Excerto do documento:
O pedido foi indeferido por decisão do juiz de 6 de Setembro de 1989
e desta decisão recorreu a A. para o Tribunal da Relação de Lisboa. Em alegações
reiterou a tese de inconstitucionalidade material e orgânica do artigo 5º do
Decreto-Lei nº 507-A/79 de 24 de Dezembro e referiu-a também aos artigos 8º 10º
e 11º do mesmo Decreto-Lei.
Essa tese fundava-a por um lado no artigo 2º da Constituição
considerando que aquelas normas afrontavam a garantia constitucional da
segurança jurídica e da protecção da confiança que se deriva do princípio do
Estado de direito democrático; por outro lado no artigo 13º da Constituição
considerando que as mesmas normas construíam um regime de desfavor para os
arrendatários dos imóveis do domínio privado do Estado com relação aos demais
arrendatários; e por outro lado ainda em que o Decreto-Lei nº 507-A/79 de 24 de
Dezembro tratando matéria relativa ao regime do arrendamento rural e urbano
houvera sido editado sem autorização parlamentar justamente aí onde o artigo
168º nº 1 alínea h) a impunha.
Em acórdão de 19 de Junho de 1990 a Relação de Lisboa negou
provimento ao recurso. A A. recorreu ainda para o Supremo Tribunal de Justiça
mas sem êxito pois que em acórdão de 8 de Maio de 1991 esse Supremo Tribunal
confirmou a decisão da Relação.
A mesma Sociedade interpôs então recurso para o Tribunal
Constitucional nos termos do artigo 70º nº 1 alínea b) da Lei nº 28/82 de 15 de
Novembro. Em alegações reiterou a tese de inconstitucionalidade das normas dos
artigos 8º a 11º do Decreto‑Lei nº 507-A/79 de 24 de Dezembro. E concluiu assim:
'I) - O artigo 9º. nº 1 do Decreto-Lei nº 507-A/79 de 24 de
Dezembro por erro publicado como sendo o Decreto nº 139-A/79 da mesma data
(vd. rectificação in D.R. I S. nº 168 de 23-7-1980) prevê a aplicação das
respectivas normas mesmo quando se trata de prédios que o Estado tenha adquirido
e que já estejam arrendados.

Linhas de dados:
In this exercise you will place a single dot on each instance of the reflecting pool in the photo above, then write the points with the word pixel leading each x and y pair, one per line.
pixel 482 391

Exercícios propostos:
a – Reescreva em forma de lista o parágrafo do excerto que começa por "Essa tese fundava-a", conservando os fundamentos principais.
b – Segundo o excerto, em que data o Supremo Tribunal de Justiça confirmou a decisão da Relação?
c – Prossiga o excerto sobre o recurso de inconstitucionalidade a partir da última frase apresentada.

Respostas escritas:
a –
- Artigo 2º da Constituição: as normas afrontavam a garantia constitucional da segurança jurídica e da protecção da confiança, que deriva do princípio do Estado de direito democrático.
- Artigo 13º da Constituição: as mesmas normas construíam um regime de desfavor para os arrendatários dos imóveis do domínio privado do Estado em relação aos demais arrendatários.
- Artigo 168º, nº 1, alínea h): o Decreto-Lei nº 507-A/79, de 24 de Dezembro, tratava do regime do arrendamento rural e urbano e fora editado sem a autorização parlamentar que essa norma impunha.

b – Em acórdão de 8 de Maio de 1991.

c –
II) - Mas a retroactividade da lei como sucede neste caso ofende o
princípio do Estado de Direito democrático consignado no Preâmbulo da
Constituição e no seu artigo 2º. quando as normas posteriormente editadas sejam
desfavoráveis para os cidadãos traindo a confiança depositada na ordem jurídica
anterior com violação do princípio da segurança jurídica.
III) - Por isso a norma do citado artigo 9º. nº 1 do Decreto-Lei nº
507-A/79 é inconstitucional na medida em que prevê a aplicação dos respectivos
preceitos aos arrendamentos de prédios que o Estado tenha adquirido já
arrendados.
IV) - E o arrendamento sub judice está nessas circunstâncias pois a
ora recorrente já era arrendatária da loja com o nº ----------- da Rua
----------------------- em Lisboa quando o Estado adquiriu o prédio de que a
mesma faz parte consoante mostram os documentos de fls. 7 e segs.
V) - Aliás as normas dos artigos 8º a 11º. inclusive do Decreto-Lei
nº. 507-A/79 contrariam o princípio da igualdade consignado no artigo 13º da
Constituição e no artigo 7º. da Declaração Universal dos Direitos do Homem
estando assim ainda por tal razão feridas de inconstitucionalidade.
VI) - Por outro lado atento o disposto no artigo 168º. nº 1 alínea
h) da Constituição a publicação do Decreto-Lei nº 507-A/79 carecia de
autorização da Assembleia da República o que não se verificou encontrando-se
assim as referidas normas por esse motivo igualmente feridas de
inconstitucionalidade.
VII) - Portanto negando provimento ao recurso interposto a fls. 63 o
acórdão recorrido (como aliás também as decisões que o procederam) violou a do
artigo 207º. da Constituição.
Alegou também o Sr. Procurador-Geral Adjunto neste Tribunal.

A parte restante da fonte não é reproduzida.